-- START Given passage --

TSL color space

Last updated December 09, 2023

TSL color space (Tint, Saturation and Lightness ) is a perceptual color space which defines color as tint (the degree to which a stimulus can be described as similar to or different from another stimuli that are described as red, green, blue, yellow, and white, can be thought of as hue with white added), saturation (the colorfulness of a stimulus relative to its own brightness), and lightness (the brightness of a stimulus relative to a stimulus that appears white in similar viewing conditions). Proposed by Jean-Christophe Terrillon and Shigeru Akamatsu,^[1] TSL color space was developed primarily for the purpose of face detection.

-- END Given passage --
-- START Given data --

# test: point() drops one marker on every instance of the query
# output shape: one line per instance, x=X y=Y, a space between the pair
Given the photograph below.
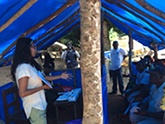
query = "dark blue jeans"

-- END Given data --

__Problem to work on__. Extend the passage on the TSL color space, starting after its final sentence. None of the material is needed for this.

__Written response__.
Conversion between RGB and TSL

The conversion from gamma-corrected RGB values (0–1) to TSL is straightforward:^[1]

${\textstyle T={\begin{cases}0.5-{\frac {\operatorname {atan2} (g',r')}{2\pi }},&{\mbox{if}}~g'\neq 0\\0,&{\mbox{if}}~g'=0\\\end{cases}}}$ – the zero special case is to maintain the original behavior
${\textstyle S={\sqrt {{\frac {9}{5}}\left(r'^{2}+g'^{2}\right)}}}$
${\textstyle L=0.299R+0.587G+0.114B}$ – the Luma

where:

${\textstyle r={\tfrac {R}{R+G+B}},g={\tfrac {G}{R+G+B}}}$ – the rg chromaticity
${\textstyle r'=r-{\tfrac {1}{3}},g'=g-{\tfrac {1}{3}}}$ – centering on white

Likewise, the reverse transform is as follows:^[2]

${\textstyle R=k\cdot r}$
${\textstyle G=k\cdot g}$
${\textstyle B=k\cdot (1-r-g)}$

where:

${\textstyle r=r'+{\frac {1}{3}}}$
${\textstyle g=g'+{\frac {1}{3}}}$
$r'={\sqrt {\frac {5S^{2}}{9(x^{-1}+1)}}}$
$g'={\sqrt {\frac {5S^{2}}{9(x+1)}}}$
${\textstyle k={\frac {L}{0.185r+0.473g+0.114}}}$ – Luma converted to average intensity
${\textstyle x=\tan ^{2}({2\pi \cdot (T-{\frac {1}{4}})})}$

For $T$ = 0, conversion from TSL to RGB is not unique because the sign of $r'$ is lost by the forward conversion due to the $g'$ = 0 special case. Removing the special case produces a system that deviates from the original paper but preserves the sign.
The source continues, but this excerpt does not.